Excerpt -
Scientists have conducted tests to demonstrate a theoretical physics question first posed as a mere thought experiment decades ago.
Within the concept, two imaginary scientists are both deemed to be correct, despite arriving at totally different conclusions.
Demonstrating this in practice therefore calls into dispute fundamental questions about physics and suggests there is no such thing as objective reality.
The results were published on arXiv, a site for research that has yet to undergo full peer review, by a British team based at Heriot-Watt University.
They set out to explore “Wigner’s friend”, named after Nobel prize-winning physicist Eugene Wigner who came up with it 1961, which is based on the idea that a photon, or a particle of light, can exist in two possible states.
According to the laws of quantum mechanics, this “superposition” means the photon’s polarisation – or the axis upon which it spins – is both vertical and horizontal at the same time.
However, once one scientist in an isolated laboratory measures the photon, they find the photon’s polarisation is fixed at either vertical or horizontal.
At the same time, for someone who is outside the laboratory and is not aware of the result, the unmeasured photon is still in a state of superposition.

Objectives -
a - Repeat the part of the article on Wigner's friend between "Scientists have conducted" and "two possible states.", inclusive.
b - In the article on Wigner's friend, which university is the British team based at?
c - Pick up the article on Wigner's friend after its final sentence and keep writing it.
The material that follows has no connection to the article on Wigner's friend.

Listing -
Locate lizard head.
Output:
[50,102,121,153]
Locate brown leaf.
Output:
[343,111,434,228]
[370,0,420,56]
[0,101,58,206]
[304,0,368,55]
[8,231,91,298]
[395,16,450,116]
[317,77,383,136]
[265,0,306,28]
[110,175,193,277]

Answers to the exercises -
a -
Scientists have conducted tests to demonstrate a theoretical physics question first posed as a mere thought experiment decades ago.
Within the concept, two imaginary scientists are both deemed to be correct, despite arriving at totally different conclusions.
Demonstrating this in practice therefore calls into dispute fundamental questions about physics and suggests there is no such thing as objective reality.
The results were published on arXiv, a site for research that has yet to undergo full peer review, by a British team based at Heriot-Watt University.
They set out to explore “Wigner’s friend”, named after Nobel prize-winning physicist Eugene Wigner who came up with it 1961, which is based on the idea that a photon, or a particle of light, can exist in two possible states.

b - Heriot-Watt University.

c -
Despite these apparently conflicting realities, both are correct.
In their new study, the physicists were able to bring this experiment into reality, using real photons and measuring equipment that stood in for Wigner and his “friend”.
With their results, they were able to confirm the two realities described by Wigner held true.
“You can verify both of them,” study co-author Dr Martin Ringbauer told Live Science, explaining how this bewildering concept could make the leap from theory to reality.
“Theoretical advances were needed to formulate the problem in a way that is testable,” he said.
“Then, the experimental side needed developments on the control of quantum systems to implement something like that.”
While the experiment and its results may seem a world – or even a universe – away from everyday life, it raises profound and unsettling questions for physicists about the nature of reality.
“The scientific method relies on facts, established through repeated measurements and agreed upon universally, independently of who observed them,” the team wrote in their paper.
The role of quantum mechanics is to describe the world at such a small scale that the conventional rules of physics do not apply. If measurements from this field cannot be considered absolute, it could change how the discipline operates.
“It seems that, in contrast to classical physics, measurement results cannot be considered absolute truth but must be understood relative to the observer who performed the measurement,” said Dr Ringbauer.
“The stories we tell about quantum mechanics have to adapt to that.”